◆ Consignes
[1] D'après le texte sur l'identité, répondez aux questions suivantes en reprenant les repères (a), (b), (c) :
(a) Selon le grand dictionnaire de la psychologie, dans quels cas des objets sont-ils dits « identiques » ?
(b) Sous quel nom désigne-t-on ordinairement l'identité comprise comme « caractère de ce qui est identique » ?
(c) Quelles notions et quelles relations l'homme doit-il construire pour identifier le monde qui l'entoure ?
[2] Poursuivez le texte sur l'identité à partir de sa dernière phrase.

◆ Extrait du document
··········

I . Concernant l'identitÉ :

D'après le grand dictionnaire de la psychologie6, «Des objets sont dits «identiques» lorsqu'ils ont en commun toutes leurs propriétés ou lorsqu'il n'y a entre eux aucune différence perceptible».

Une distinction est alors faite entre deux types d’identité :

  • « L'identité logique correspond à l'identité physique dans les limites des capacités discriminatives de celui qui donne un fragment d'identité ».

  • «L'identité catégorielle : des objets sont dits identiques lorsqu'ils sont des exemplaires d'une même catégorie. Perçus différents, ils sont équivalents du fait qu'ils ont en commun certaines propriétés».

D'après le «Vocabulaire Philosophique»7, l'identité est définie par le «caractère de ce qui est identique». Ce sens peut être désigné ordinairement sous le nom «d'identité numérique». C'est aussi le «caractère de deux objets de pensée, distincts dans le temps ou dans l'espace, mais qui présenteraient toutes les mêmes qualités». Ce sens est d'ordinaire désigné sous le nom «d'identité spécifique».

« La non-identité de la limace qui réclame nécessairement la construction de l'identité, cette non-identité est déduite par l'enfant de cinq - six ans, il trouve inutile d'aller regarder si celle qu'il a vu tout à l'heure est encore à la même place. Elle n'a pas pu se déplacer aussi vite que lui. Alors, celle qu'il voit ici et maintenant, dans un autre endroit, est une autre limace. 

Et vous aurez reconnu dans ce dernier exemple la nécessaire construction d'un temps et d'un espace situés sur un continuum : « ‘tout à l'heure et maintenant, un autre endroit et ici’ » sont connus en continuité.

La conservation d'une quantité égale évite de revenir inutilement à la forme initiale donnée à la quantité. La conservation est déduite de la liaison causale établie entre l'état initial et l'état final. » 8 Ainsi, pour identifier le monde qui l'entoure, l'homme doit construire les notions infra-logiques, telles que le temps et l'espace, et les relations logiques qui permettent à chacun d'établir des déductions.

··········

◆ Lignes extraites
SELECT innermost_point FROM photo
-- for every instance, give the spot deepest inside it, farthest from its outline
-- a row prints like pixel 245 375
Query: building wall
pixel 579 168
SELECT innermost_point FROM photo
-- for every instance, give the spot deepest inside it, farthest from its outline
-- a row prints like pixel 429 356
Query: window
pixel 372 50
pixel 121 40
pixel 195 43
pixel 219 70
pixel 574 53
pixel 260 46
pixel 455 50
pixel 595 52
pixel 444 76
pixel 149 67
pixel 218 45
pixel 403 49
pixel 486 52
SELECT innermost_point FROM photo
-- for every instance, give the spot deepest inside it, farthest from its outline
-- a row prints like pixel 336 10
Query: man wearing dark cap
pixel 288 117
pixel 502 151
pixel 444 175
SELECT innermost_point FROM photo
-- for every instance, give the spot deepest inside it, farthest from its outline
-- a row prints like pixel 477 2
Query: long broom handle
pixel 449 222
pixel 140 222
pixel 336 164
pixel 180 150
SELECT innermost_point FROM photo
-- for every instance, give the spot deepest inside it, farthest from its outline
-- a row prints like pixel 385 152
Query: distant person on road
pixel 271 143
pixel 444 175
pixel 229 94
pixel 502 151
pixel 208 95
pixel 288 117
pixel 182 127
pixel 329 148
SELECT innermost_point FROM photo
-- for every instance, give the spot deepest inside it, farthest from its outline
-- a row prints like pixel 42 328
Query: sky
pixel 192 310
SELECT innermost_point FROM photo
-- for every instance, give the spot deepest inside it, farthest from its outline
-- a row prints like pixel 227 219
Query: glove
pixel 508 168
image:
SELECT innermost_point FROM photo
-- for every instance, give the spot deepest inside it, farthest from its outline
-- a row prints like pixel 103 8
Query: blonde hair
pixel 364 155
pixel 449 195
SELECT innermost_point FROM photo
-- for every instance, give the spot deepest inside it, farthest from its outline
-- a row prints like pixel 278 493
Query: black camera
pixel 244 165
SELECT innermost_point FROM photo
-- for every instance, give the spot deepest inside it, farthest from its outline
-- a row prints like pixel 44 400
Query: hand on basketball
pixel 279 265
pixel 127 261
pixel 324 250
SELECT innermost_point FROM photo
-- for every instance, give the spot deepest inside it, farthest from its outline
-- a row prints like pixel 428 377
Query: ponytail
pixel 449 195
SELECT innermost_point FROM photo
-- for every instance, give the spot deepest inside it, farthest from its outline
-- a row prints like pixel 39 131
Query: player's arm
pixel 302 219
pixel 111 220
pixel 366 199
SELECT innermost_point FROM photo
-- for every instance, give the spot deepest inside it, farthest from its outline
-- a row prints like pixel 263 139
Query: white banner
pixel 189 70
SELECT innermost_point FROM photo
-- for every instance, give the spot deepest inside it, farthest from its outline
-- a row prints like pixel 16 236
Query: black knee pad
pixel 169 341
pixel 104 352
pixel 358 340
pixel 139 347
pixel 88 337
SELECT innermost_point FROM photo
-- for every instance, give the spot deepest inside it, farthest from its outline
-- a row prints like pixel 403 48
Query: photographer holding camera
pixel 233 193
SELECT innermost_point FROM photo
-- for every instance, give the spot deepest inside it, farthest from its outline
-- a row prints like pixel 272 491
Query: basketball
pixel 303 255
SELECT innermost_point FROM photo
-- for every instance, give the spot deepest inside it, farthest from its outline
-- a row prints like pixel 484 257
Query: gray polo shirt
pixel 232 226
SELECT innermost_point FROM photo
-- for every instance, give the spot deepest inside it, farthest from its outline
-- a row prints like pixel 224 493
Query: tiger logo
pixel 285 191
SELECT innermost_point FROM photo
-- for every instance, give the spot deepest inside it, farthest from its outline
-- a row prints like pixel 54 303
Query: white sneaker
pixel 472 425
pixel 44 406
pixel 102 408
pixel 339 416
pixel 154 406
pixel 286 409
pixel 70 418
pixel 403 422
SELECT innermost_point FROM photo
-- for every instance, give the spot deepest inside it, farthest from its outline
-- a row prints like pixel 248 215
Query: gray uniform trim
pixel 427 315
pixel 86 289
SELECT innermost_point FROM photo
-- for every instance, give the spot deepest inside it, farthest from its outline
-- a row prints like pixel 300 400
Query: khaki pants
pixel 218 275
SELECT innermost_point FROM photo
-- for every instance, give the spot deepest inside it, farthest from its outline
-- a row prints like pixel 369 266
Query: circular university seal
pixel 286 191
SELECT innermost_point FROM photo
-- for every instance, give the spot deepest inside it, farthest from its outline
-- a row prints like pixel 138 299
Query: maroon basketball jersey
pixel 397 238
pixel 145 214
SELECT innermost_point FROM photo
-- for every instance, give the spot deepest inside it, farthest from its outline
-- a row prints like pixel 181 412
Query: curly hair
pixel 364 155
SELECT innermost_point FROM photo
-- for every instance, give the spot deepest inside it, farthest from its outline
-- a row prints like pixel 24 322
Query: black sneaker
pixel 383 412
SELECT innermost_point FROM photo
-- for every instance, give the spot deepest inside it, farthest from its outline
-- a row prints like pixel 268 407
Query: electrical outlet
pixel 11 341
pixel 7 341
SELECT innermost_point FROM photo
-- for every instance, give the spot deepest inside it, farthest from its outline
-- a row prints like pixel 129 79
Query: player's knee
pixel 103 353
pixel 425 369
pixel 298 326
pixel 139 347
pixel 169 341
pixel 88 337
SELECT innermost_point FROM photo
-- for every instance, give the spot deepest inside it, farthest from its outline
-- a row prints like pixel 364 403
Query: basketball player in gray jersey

··········

◆ Réponses attendues
[1]
(a) Lorsqu'ils ont en commun toutes leurs propriétés ou lorsqu'il n'y a entre eux aucune différence perceptible.
(b) L'identité numérique.
(c) Les notions infra-logiques, telles que le temps et l'espace, et les relations logiques qui permettent à chacun d'établir des déductions.

[2]
S'appuyant sur l'analyse que Hume fait dans son «traité de la nature humaine »9, Fernando Gil écrit que «l'identité se rapporte en effet à l'existence dans le temps et à la variation (comment déterminer une permanence, à travers et malgré le changement ?) et elle présuppose aussi l'unicité qualitative : le même s'oppose au différent. C'est-à-dire que le même est tendanciellement permanent, stable et non changeant, il est un et non divers. La persistance exprime alors l'identité numérique, un passage à la limite des ressemblances entre les qualités et les états, contractés jusqu'à exclure toute diversité».10 Cette dernière citation permet d'élargir l'appréhension de l'identité en la rattachant à certaines notions telles que la qualité, le nombre, le tout et les parties... Ces diverses notions nous guideront dans notre analyse ultérieure. L'auteur revient à plusieurs reprises sur l'importance du «tout».

‘«Il faut aussi distinguer le tout, pourvu d'une unité interne qui en garantit la stabilité, de la simple collection ou totalité non organisée. L'identité repose sur des principes de cohésion». ’

Quine et P. Geach attribuent la même importance au «tout» mais chacun à sa manière. Pour Quine, il n'y a pas d'entité sans identité : un substrat ne peut se penser sans les propriétés qui le marquent et l'individualisent. Pour P. Geach, il n'y a pas d'identité sans entité : sans support, les propriétés ne peuvent demeurer constantes.

Toutefois, de nombreux auteurs pointent les limites de cette identité. Héraclite se demande si l'on peut affirmer que l'on se baigne dans le même fleuve puisque si l'allure du fleuve reste la même, les molécules d'eau qui sont présentes à l'endroit de la baignade ne sont jamais les mêmes. Ainsi, dire que «‘l'on se baigne dans le même fleuve’» revient à privilégier la continuité spatiale par rapport à la persistance dans le temps des nombreux composants.

De même, comment peut-on parler d'identité corporelle alors que les cellules du corps se renouvellent tous les sept ans ? Cette formulation prend appui sur une conception qui valorise l'unité fonctionnelle et morphologique de l'organisme ou l'unité réflexive de la conscience.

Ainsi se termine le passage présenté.